[Begin Provided data]

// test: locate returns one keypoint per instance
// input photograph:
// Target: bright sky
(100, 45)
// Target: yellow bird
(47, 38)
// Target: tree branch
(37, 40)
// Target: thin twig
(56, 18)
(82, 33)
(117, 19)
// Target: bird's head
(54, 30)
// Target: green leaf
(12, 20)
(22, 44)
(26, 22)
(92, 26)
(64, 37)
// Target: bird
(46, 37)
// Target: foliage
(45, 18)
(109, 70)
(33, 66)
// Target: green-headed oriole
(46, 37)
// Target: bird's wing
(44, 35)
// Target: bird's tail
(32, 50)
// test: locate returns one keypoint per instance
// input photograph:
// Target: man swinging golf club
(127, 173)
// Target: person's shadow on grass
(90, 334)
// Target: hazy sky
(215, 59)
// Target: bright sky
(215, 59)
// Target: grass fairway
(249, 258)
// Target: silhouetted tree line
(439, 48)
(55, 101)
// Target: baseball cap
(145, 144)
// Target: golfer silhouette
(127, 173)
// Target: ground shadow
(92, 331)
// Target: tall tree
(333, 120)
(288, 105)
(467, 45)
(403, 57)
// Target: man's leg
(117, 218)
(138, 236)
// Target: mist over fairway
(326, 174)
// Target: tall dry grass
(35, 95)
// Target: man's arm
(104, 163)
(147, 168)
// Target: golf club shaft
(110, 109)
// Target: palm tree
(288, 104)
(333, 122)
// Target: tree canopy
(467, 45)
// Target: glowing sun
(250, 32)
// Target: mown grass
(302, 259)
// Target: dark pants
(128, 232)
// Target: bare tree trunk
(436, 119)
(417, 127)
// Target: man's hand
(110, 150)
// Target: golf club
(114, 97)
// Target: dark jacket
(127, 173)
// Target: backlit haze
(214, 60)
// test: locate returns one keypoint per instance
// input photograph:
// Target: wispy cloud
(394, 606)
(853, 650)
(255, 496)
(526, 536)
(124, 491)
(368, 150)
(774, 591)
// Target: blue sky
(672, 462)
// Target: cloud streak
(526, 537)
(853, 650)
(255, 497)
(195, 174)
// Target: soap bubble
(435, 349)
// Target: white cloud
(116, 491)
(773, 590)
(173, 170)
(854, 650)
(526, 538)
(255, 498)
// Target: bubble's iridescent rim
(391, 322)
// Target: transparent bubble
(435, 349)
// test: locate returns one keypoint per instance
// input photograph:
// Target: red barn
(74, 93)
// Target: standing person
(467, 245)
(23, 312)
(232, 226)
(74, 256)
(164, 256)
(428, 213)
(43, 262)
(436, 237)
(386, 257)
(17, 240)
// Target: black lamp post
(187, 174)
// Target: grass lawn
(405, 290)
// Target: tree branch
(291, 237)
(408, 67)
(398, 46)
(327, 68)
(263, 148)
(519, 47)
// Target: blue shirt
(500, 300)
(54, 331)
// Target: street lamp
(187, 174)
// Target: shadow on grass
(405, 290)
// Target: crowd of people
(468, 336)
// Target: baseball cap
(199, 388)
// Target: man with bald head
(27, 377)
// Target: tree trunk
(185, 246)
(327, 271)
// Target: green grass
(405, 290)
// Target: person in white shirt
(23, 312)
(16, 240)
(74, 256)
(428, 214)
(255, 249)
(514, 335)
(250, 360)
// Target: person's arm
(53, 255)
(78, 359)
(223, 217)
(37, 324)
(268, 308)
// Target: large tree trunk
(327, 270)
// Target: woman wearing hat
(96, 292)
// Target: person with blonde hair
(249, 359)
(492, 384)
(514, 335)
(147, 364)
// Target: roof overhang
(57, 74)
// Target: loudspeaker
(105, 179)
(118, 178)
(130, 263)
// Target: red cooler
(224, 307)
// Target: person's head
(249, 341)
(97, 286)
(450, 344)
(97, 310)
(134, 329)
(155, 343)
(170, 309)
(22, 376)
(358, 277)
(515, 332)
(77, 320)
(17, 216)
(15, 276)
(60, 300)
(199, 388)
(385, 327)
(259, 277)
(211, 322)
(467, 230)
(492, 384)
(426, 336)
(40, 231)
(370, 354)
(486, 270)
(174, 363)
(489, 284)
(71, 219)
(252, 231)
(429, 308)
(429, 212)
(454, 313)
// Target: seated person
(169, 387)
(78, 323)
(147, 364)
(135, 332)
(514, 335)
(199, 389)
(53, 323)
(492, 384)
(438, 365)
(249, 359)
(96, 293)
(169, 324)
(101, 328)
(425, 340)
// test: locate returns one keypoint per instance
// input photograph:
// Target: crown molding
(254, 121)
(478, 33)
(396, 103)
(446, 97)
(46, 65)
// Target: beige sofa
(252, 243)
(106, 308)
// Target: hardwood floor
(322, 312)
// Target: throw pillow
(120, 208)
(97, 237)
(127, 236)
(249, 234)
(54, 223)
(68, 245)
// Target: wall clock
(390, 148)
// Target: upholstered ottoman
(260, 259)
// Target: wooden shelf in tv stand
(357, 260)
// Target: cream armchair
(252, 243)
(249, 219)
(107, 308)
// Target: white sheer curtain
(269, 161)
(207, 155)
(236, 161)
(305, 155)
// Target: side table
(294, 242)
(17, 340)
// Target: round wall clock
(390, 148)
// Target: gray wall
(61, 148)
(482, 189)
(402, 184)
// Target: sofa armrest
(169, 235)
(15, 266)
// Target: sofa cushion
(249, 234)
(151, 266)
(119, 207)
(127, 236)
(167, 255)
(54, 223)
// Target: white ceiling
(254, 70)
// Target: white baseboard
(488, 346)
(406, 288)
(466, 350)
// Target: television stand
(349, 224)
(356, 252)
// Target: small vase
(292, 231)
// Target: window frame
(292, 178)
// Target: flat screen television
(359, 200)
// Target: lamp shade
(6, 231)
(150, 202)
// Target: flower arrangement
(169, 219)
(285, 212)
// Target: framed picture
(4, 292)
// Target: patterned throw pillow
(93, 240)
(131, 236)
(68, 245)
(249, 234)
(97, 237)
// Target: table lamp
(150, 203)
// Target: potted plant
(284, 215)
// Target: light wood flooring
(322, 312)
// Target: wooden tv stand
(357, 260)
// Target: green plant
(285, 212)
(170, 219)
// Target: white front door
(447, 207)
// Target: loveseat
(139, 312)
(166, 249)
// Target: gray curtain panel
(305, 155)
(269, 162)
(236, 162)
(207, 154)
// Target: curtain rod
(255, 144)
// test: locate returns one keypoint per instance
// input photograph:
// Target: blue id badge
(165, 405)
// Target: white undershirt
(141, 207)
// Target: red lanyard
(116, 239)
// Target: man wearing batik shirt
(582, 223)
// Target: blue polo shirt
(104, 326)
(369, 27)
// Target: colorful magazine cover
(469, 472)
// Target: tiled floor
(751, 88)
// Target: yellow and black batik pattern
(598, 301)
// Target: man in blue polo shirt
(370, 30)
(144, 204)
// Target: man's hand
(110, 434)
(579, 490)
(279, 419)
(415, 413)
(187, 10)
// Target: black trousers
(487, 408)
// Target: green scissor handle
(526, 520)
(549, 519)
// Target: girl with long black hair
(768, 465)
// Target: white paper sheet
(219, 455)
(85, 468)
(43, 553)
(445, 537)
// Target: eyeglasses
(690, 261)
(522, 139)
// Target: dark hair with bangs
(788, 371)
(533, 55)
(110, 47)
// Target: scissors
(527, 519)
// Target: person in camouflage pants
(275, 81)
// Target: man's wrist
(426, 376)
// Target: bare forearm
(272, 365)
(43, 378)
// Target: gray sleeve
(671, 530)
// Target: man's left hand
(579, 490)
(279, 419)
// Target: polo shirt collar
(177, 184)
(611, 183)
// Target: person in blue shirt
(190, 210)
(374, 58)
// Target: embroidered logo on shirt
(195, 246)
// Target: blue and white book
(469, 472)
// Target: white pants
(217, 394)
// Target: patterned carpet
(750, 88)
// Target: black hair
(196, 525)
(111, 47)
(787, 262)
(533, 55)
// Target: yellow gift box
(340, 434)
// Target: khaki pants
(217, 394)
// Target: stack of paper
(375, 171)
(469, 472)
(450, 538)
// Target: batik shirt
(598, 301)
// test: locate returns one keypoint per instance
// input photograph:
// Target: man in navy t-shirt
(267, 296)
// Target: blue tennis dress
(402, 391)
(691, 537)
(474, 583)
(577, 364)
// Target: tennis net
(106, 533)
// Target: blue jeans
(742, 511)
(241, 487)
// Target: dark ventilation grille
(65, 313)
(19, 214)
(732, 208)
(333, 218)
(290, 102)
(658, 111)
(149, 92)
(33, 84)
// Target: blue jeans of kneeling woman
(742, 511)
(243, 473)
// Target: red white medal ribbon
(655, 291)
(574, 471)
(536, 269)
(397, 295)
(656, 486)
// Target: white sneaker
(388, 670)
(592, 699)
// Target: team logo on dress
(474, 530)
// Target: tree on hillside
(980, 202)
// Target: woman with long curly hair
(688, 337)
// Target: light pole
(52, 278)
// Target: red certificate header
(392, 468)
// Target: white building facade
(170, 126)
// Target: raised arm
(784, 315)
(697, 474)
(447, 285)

[End Provided data]

**What to work on:** Can you put the data above into a Markdown table with the columns Row and Line, numbering each line and skipping blank ones? Begin at the line that contains "long curly hair" and stop after the last line of the data.

**The completed task:**
| Row | Line |
|---|---|
| 1 | // Target: woman with long curly hair |
| 2 | (688, 337) |
| 3 | // Target: light pole |
| 4 | (52, 278) |
| 5 | // Target: red certificate header |
| 6 | (392, 468) |
| 7 | // Target: white building facade |
| 8 | (170, 126) |
| 9 | // Target: raised arm |
| 10 | (784, 315) |
| 11 | (697, 474) |
| 12 | (447, 285) |